-------- Kutipan Teks --------
Januari yang lalu. Saya bepergian dengan dua anggota Pengkajian Ulang Potensi Kecamatan (PUPK) Pidie. Pagi hari hari saya dibawa menelusuri Guha Jepang di Laweueng. Dua terowongan bawah tanah yang mengangumkan. Sore, saya diajak menyisir sisi barat kabupaten yang tak jaya-jaya itu.
Ke Kolam Putroe Bungsu, kata mereka.
Dari jalan nasional Medan-Banda Aceh, kami memasuki gerbang Gampong Tanjong, Kecamatan Padang Tiji. Sekitar seratus meter kemudian melewati kompleks perumahan yang baru dibuat, kami berhenti. Parkir motor di kompleks peternakan kambing milik warga.
Bun sempat kewalahan merayu seorang perempuan seusia SMA di peternakan itu. Bukan merayu hatinya, tapi memohon kesediaan untuk kami titipkan dua sepeda motor. Gadis itu terlihat curiga, mungkin dikiranya kami pencuri kambing-kambing milik majikannya itu.
Dari sana, kami memasuki perbukitan di seberang jalan beraspal mulus. Melalui perkebunan yang mungkin juga milik peternak kambing itu. Pasalnya, si gadis yang lupa saya tanya namanya itu sempat membuntuti, hingga kami meninggalkan kebun.
Semak belukar kami sibak, menyusur jalan setapak, yang dipandu Akbar dan Bun. Saya dan Boy menyusul. Beragam pohon seakan-akan mengcengkeram kami. Lebih-lebih, saat kami harus pandai-pandai menyelinap di antara pohon berduri yang tumbuh di tanah lembab. Di sini kami berhenti.
-------- Data Tersedia --------
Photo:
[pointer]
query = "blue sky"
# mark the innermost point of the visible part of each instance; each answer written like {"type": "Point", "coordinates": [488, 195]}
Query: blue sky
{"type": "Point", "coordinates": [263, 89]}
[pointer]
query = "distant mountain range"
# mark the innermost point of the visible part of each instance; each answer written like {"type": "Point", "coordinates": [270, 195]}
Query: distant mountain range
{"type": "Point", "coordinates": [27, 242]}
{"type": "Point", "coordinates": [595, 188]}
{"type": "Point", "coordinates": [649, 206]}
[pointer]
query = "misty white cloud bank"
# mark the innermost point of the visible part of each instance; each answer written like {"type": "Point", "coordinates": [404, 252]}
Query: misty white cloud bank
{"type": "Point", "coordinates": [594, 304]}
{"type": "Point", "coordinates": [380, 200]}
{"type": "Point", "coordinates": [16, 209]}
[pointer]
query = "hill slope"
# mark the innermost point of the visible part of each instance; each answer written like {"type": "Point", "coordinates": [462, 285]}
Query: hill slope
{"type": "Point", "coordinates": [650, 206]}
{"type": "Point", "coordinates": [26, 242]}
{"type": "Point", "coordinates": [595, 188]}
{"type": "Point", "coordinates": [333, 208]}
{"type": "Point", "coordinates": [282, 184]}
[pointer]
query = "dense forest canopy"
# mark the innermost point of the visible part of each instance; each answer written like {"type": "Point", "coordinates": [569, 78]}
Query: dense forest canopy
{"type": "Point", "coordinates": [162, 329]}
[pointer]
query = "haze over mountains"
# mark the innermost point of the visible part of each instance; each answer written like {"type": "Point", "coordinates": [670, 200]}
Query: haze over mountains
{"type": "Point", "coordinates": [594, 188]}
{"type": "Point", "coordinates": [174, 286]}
--------
Perintah Soal A =>
Cari semua baris catatan yang mengandung kata "white", lalu salin baris-baris tersebut. Huruf kapital dan huruf kecil dibedakan.
Perintah Soal B =>
Sambunglah kisah perjalanan menuju Kolam Putroe Bungsu, dimulai tepat setelah kalimat terakhirnya.

Hasil Latihan A =>
query = "misty white cloud bank"
Query: misty white cloud bank

Hasil Latihan B =>
Dari balik tanaman berduri ini, saya melihat sebuah kolam ditumbuhi dan dikelilingi tanaman liar. Beberapa batu bulat menyembul ke permukaan. Saya harap itu bukan batu giok, meskipun berlumut! 😛
“Kita sudah sampai di Kolam Putroe Bungsu,” kata Akbar.
“Sungguh?!” tanya saya dalam hati.
Saya teringat kepada Kolam Putroe Bungsu di Aceh Barat Daya: berada di aliran pucuk sungai yang menjadi objek wisata pemandian favorit warga di sana, dikelola dengan baik dan mudah dijangkau.
Ya! Begitulah Kolam Putroe Bungsu di daerah saya. Tertutup dan tak mau dibuka oleh ‘Bapak dan Ibunya’.
Kolam itu terasa angker. Nyamuk meraung-raung di sekeliling. Sebelum pamit pada Putroe Bungsu, saya meminta Bun duduk di batu dalam kolam itu. Sementara saya memotretnya dari bibir kolam yang sebelumnya saya kira lumpur hisap.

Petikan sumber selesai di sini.